#### GIVEN TEXT ####
A tube furnace is an electric heating device used to conduct syntheses and purifications of inorganic compounds and occasionally in organic synthesis. One possible design consists of a cylindrical cavity surrounded by heating coils that are embedded in a thermally insulating matrix. Temperature can be controlled via feedback from a thermocouple. More elaborate tube furnaces have two (or more) heating zones useful for transport experiments. Some digital temperature controllers provide an RS-232 interface, and permit the operator to program segments for uses like ramping, soaking, sintering, and more. Advanced materials in the heating elements, such as molybdenum disilicide (MoSi_{2}) offered in certain models can now produce working temperatures up to 1800 °C. This facilitates more sophisticated applications. Common material for the reaction tubes include alumina, Pyrex, and fused quartz, or in the case of corrosive materials molybdenum or tungsten tubes can be used.

The tube furnace was invented in the first decade of the 20th century and was originally used to manufacture ceramic filaments for Nernst lamps and glowers.

== Controlled -atmosphere operation ==
Tube furnaces are commonly configured for controlled-atmosphere operation, in which the composition of gases surrounding the heated sample is regulated during high-temperature experiments. This configuration allows researchers to control parameters such as oxygen partial pressure (pO₂), total pressure, and gas composition, enabling studies of oxidation, reduction, volatilization, and other high-temperature chemical reactions.

In controlled-atmosphere systems, the furnace tube (typically made from quartz, alumina, or mullite) is sealed at both ends with gas-tight end caps equipped with gas inlet and outlet ports. Process gases are introduced through these ports and flow through the heated region containing the sample. The gas environment may be inert (e.g., argon or nitrogen), oxidizing (e.g., air or oxygen mixtures), or reducing (e.g., hydrogen-containing mixtures), depending on the experimental objective.
#### GIVEN ENTRIES ####
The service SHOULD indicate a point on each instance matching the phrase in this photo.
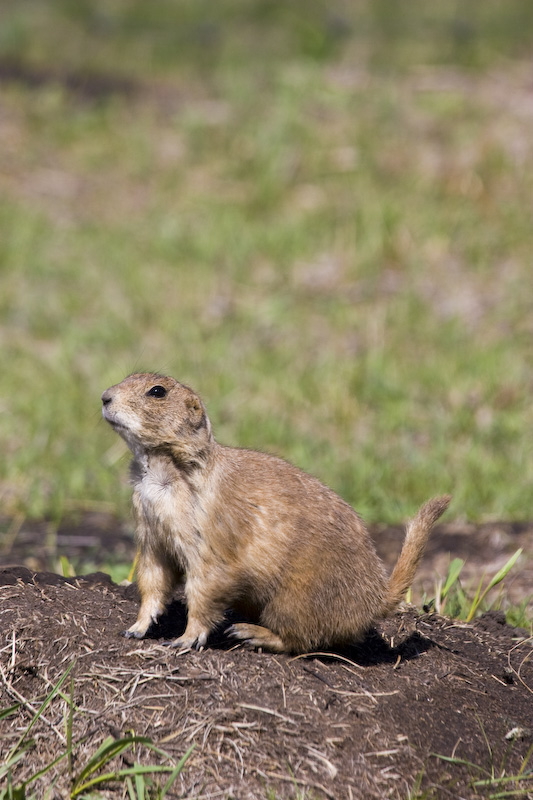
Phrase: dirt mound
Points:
(363, 723)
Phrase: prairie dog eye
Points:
(156, 391)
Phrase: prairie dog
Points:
(247, 530)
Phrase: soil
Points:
####
**APPLY WHAT YOU READ**
1 > According to the tube furnace text, what was the tube furnace originally used to manufacture?
2 > Write out the part of the tube furnace text starting at "The tube furnace" and ending at "high-temperature chemical reactions.", word for word.

**TASK RESULTS**
1 > Ceramic filaments for Nernst lamps and glowers.

2 >
The tube furnace was invented in the first decade of the 20th century and was originally used to manufacture ceramic filaments for Nernst lamps and glowers.

== Controlled -atmosphere operation ==
Tube furnaces are commonly configured for controlled-atmosphere operation, in which the composition of gases surrounding the heated sample is regulated during high-temperature experiments. This configuration allows researchers to control parameters such as oxygen partial pressure (pO₂), total pressure, and gas composition, enabling studies of oxidation, reduction, volatilization, and other high-temperature chemical reactions.